--- Directions ---
- a) According to the passage on amino acid breakdown, where in the body is urea made?
- b) Write what comes next in the passage on amino acid breakdown, picking up after its last sentence.

Land dwelling animals must deal with nitrogen in a completely different way. Mammals avoid the production of toxic ammonia by converting the amino group into a water soluble non-toxic compound known as urea. Urea is a compound in which two amino groups are attached to a single oxidized carbon atom (CO).
Again the liver plays a central role in metabolism because the synthesis of urea occurs only in liver cells. Once synthesized, urea is released from the liver to the blood and transported to the kidneys where it is concentrated and released from the body in the urine.
As described above, free amino acids are obtained by breaking down dietary protein and enter the blood for transport throughout the body. We have seen that the carbon skeletons of excess amino acids are used either as fuel or are converted to fat.
The first step in the breakdown of excess amino acids involves the removal of the amino group and the production of the first intermediate. Since there are 20 different amino acids, there are twenty different compounds that result from removal of the amino group. These are each degraded through a series of reactions unique to that compound.
If excess amino acid is being degraded in a peripheral cell or tissue, the amino acid must be transferred to the liver so that the nitrogen can be converted to urea and excreted from the body. The removal of the amino group from an amino acid is achieved by first transferring the group to an acceptor molecule. There are several possible acceptors, but the bulk of the nitrogen is transferred to a three carbon intermediate formed during the breakdown of glucose.
Here you can see that, once again, glucose is playing a central role in whole body metabolism. This intermediate, pyruvate, is converted to a three carbon compound known as alanine. Alanine is released to the blood and transferred to the liver. In the liver, the nitrogen is moved to another acceptor molecule, regenerating pyruvate. Pyruvate can be used as a precursor for glucose (can enter gluconeogenesis.) It is easy to see a cyclical process (known as the Alanine Cycle) in which the newly synthesized glucose is released from the liver to the blood, transported to the peripheral tissue where the glucose is reconverted to pyruvate, the pyruvate converted once again to alanine and released to the blood to carry nitrogen to the liver where pyruvate is formed, supporting the production of glucose. The net effect of the alanine cycle is to move amino groups from peripheral tissue to the liver with the regeneration of the intermediates needed to carry more amino groups.

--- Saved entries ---
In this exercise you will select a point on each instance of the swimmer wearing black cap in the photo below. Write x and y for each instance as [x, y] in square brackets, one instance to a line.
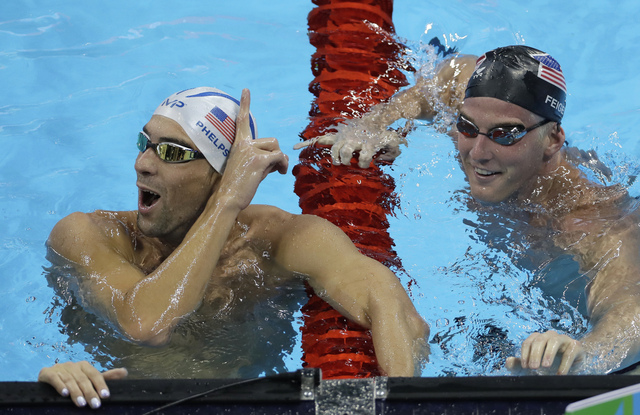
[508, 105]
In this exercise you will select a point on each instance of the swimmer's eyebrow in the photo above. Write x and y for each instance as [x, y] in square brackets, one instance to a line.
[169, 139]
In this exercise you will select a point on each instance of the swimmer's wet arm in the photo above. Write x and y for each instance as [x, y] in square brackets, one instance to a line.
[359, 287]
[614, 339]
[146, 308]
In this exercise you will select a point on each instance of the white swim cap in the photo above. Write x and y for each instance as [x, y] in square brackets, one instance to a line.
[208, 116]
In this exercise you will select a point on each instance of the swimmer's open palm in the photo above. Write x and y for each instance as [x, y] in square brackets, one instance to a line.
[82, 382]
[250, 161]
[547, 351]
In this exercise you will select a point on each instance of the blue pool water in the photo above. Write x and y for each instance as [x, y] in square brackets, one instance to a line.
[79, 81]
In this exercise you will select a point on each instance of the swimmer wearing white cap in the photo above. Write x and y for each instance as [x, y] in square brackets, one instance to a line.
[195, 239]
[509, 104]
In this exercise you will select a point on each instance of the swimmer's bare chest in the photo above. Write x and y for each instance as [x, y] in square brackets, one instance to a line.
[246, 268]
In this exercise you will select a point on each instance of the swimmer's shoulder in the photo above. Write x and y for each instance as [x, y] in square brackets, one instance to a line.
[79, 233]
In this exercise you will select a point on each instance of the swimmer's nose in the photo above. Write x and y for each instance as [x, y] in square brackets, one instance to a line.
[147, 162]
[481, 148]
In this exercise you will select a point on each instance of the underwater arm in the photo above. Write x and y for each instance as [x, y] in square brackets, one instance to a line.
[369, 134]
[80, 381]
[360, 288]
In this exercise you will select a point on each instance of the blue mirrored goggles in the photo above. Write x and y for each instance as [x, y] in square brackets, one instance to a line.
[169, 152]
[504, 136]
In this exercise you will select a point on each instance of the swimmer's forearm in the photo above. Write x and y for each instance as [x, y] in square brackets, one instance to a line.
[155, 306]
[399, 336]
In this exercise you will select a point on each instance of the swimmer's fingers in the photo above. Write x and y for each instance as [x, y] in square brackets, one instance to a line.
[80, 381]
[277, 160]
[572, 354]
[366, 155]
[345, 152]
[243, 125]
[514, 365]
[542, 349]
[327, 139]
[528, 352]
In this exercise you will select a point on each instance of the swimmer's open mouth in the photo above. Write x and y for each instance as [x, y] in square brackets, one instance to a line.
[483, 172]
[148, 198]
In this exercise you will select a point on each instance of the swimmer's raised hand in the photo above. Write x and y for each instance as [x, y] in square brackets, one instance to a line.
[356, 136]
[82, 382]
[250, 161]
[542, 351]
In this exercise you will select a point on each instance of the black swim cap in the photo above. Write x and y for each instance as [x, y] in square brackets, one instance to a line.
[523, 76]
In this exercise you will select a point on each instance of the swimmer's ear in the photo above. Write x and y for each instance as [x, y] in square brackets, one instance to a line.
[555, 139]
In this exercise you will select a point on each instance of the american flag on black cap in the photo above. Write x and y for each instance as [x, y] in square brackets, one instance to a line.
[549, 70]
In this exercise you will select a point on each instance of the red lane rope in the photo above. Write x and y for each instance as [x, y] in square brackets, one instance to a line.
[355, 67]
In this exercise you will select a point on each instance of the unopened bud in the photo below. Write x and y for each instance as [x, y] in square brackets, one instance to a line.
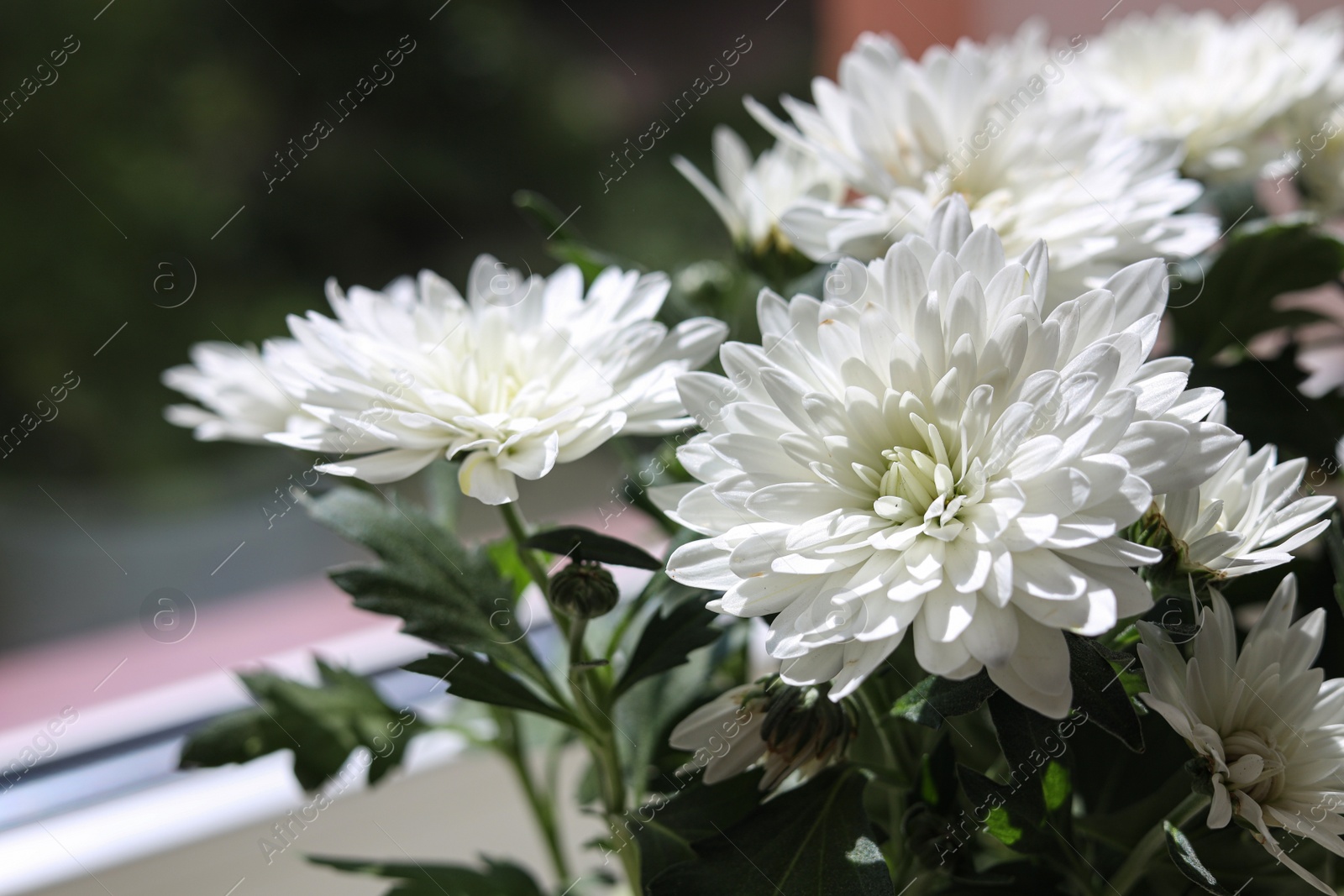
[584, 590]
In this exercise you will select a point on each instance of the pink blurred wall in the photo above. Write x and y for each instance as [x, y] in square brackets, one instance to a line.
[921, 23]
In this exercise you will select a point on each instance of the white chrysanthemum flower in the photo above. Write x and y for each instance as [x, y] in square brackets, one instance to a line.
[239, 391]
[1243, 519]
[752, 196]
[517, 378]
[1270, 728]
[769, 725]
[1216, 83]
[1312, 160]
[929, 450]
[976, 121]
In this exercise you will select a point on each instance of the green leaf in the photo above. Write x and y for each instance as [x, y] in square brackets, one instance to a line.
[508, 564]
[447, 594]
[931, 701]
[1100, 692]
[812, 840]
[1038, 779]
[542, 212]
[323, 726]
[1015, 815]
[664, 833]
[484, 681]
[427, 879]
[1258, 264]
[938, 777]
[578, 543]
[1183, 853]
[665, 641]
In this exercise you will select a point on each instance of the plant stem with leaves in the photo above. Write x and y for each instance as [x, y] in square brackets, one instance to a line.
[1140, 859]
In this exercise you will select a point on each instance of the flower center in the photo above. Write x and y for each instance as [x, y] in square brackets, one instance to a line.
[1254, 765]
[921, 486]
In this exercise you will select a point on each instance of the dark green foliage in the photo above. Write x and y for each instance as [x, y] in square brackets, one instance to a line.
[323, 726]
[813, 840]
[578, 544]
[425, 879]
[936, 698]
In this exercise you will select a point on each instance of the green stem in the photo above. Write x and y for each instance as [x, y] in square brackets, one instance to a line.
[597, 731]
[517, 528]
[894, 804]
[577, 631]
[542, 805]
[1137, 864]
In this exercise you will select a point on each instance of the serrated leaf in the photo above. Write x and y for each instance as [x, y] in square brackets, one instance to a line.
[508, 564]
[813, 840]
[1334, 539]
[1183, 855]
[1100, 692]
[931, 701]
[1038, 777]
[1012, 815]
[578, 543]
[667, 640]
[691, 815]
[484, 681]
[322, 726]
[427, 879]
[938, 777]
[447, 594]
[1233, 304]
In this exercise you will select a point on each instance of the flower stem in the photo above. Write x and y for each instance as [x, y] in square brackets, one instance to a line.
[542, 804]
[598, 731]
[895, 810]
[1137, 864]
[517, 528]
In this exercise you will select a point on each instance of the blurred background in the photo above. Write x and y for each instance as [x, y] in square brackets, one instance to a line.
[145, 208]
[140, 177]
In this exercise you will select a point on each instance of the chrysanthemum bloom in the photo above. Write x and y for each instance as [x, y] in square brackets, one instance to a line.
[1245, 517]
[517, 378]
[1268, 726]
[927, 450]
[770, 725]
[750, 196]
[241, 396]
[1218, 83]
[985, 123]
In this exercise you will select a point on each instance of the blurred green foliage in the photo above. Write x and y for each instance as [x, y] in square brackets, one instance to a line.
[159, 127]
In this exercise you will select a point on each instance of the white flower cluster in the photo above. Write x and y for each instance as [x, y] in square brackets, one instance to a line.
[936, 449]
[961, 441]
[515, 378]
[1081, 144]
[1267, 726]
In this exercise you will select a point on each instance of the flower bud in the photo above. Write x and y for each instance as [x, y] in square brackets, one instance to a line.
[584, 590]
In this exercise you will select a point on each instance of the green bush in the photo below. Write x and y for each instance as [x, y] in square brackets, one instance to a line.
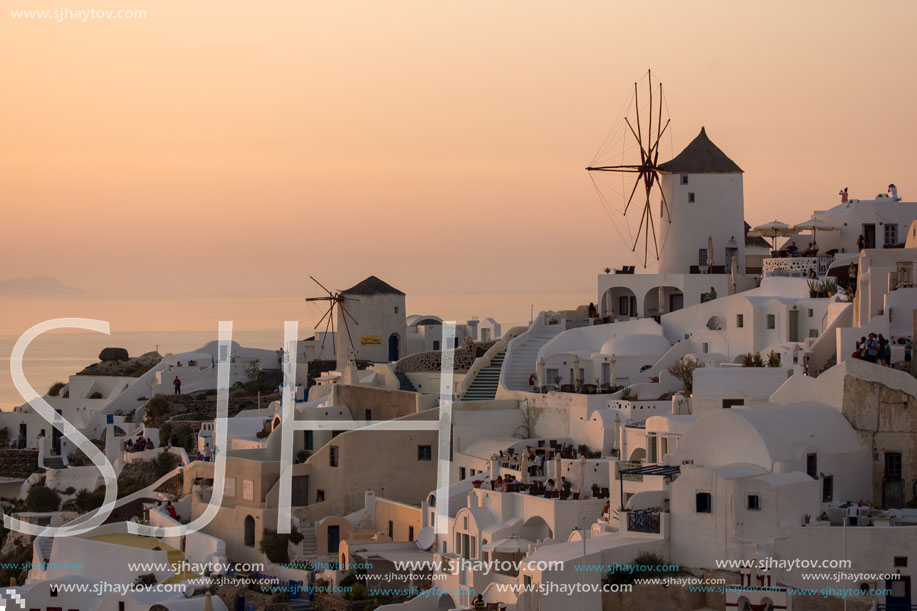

--- Responses to the tasks ---
- a) Only in liver cells.

- b)
Excess amino acid can also be metabolized by liver cells. In this instance there is no need for nitrogen transport since the liver cells can make urea themselves. In the fed state, the carbon skeletons derived from the amino acids enter the TCA cycle (directly or indirectly) where they are either used as fuel (oxidized to CO2) or the excess calories they provide are stored as fat (converted to citrate and then to triglyceride - see above).
Most of the nitrogen in the body is in the form of amino groups on amino acids making up protein molecules. We have seen that the bulk of the bodyÕs protein, particularly the protein that is broken down during fasting, is contained in peripheral tissues.
Once again, if amino acids are to be used as fuel, or to support the TCA cycle so that fat can be used as fuel, it is essential to transport the amino groups to the liver so that toxic nitrogen can be converted to non-toxic urea, released to the blood and then concentrated and excreted by the kidneys.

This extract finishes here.